Written problem: List every line in the items below that contains the word "antenna", and match case exactly.

Information provided:
+ + + +
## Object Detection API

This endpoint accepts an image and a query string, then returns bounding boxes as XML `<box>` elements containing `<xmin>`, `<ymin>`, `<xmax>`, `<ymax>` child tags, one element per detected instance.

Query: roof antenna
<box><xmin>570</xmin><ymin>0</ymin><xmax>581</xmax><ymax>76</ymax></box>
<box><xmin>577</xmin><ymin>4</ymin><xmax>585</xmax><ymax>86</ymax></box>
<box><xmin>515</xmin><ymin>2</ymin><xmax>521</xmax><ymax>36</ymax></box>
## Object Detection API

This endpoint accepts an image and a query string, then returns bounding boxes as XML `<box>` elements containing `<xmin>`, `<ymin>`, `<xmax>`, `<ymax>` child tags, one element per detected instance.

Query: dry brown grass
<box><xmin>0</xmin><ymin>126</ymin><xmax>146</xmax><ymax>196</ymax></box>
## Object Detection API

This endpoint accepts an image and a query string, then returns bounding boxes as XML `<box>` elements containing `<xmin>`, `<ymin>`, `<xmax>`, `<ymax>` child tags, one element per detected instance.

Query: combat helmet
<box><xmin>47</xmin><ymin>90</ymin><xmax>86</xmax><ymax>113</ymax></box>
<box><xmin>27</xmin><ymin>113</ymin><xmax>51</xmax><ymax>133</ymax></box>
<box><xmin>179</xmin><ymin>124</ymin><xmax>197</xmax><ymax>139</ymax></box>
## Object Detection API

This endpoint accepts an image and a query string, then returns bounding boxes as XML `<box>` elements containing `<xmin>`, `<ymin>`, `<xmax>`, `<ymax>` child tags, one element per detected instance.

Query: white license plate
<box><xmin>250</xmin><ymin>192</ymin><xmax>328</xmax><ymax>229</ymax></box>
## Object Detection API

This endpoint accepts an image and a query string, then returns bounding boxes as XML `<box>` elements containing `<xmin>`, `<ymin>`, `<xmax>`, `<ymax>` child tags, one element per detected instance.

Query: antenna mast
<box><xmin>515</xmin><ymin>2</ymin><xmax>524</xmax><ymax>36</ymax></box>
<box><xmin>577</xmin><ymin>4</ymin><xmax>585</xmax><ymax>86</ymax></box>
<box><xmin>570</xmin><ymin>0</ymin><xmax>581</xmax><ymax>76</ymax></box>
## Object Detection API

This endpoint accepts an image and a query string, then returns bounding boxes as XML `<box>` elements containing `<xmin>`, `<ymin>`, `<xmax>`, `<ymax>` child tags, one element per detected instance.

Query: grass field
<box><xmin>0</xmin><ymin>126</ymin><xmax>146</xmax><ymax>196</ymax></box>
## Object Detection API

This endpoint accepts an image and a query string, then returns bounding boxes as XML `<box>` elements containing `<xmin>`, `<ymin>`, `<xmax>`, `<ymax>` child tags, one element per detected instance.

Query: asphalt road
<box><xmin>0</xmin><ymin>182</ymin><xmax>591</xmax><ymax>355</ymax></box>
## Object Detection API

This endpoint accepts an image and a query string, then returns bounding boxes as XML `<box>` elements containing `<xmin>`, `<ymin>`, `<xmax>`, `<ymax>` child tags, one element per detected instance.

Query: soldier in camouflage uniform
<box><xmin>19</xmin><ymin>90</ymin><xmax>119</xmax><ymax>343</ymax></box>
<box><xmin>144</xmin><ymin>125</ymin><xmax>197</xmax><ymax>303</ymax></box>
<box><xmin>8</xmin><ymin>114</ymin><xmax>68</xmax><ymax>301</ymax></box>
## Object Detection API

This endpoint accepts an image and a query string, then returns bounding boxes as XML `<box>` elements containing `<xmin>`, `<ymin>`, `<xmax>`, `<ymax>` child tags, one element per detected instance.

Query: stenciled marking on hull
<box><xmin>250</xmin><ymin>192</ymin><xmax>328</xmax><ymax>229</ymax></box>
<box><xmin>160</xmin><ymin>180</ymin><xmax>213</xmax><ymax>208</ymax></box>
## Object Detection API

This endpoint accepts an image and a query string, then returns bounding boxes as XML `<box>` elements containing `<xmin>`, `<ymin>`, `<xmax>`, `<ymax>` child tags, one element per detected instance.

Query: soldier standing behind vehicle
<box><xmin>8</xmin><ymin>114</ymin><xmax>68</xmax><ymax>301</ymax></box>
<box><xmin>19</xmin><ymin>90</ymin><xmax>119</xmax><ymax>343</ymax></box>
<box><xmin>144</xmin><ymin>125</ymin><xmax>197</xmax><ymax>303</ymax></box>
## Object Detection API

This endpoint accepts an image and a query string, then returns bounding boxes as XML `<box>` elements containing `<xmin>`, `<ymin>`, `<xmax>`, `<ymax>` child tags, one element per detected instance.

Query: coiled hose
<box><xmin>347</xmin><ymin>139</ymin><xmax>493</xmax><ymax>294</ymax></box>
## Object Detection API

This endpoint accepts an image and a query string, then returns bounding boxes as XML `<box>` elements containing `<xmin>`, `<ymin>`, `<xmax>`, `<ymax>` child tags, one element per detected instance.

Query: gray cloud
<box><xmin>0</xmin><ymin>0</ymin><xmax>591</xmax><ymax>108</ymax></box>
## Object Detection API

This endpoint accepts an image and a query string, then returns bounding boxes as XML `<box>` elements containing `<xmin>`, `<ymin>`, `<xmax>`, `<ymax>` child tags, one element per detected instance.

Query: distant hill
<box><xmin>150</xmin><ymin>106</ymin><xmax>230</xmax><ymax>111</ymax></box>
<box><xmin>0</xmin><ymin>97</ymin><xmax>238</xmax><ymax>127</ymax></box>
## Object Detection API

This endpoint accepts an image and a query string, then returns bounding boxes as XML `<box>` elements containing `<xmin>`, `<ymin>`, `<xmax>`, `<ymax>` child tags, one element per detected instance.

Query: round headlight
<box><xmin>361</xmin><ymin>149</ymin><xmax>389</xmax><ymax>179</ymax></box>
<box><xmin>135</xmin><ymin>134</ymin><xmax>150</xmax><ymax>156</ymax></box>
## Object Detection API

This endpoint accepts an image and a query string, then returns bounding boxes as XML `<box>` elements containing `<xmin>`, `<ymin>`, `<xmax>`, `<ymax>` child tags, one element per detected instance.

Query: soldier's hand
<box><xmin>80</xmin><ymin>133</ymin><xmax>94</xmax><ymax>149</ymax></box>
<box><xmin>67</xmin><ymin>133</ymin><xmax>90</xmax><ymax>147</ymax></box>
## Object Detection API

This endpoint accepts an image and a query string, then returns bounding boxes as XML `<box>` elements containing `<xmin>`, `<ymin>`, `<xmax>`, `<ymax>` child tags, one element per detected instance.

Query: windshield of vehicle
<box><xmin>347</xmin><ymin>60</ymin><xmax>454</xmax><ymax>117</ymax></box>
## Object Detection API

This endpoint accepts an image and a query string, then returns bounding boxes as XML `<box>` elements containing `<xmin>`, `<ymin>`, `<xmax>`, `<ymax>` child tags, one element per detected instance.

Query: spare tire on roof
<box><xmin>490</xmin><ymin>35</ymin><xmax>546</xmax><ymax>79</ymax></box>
+ + + +
Task output:
Query: roof antenna
Query: antenna mast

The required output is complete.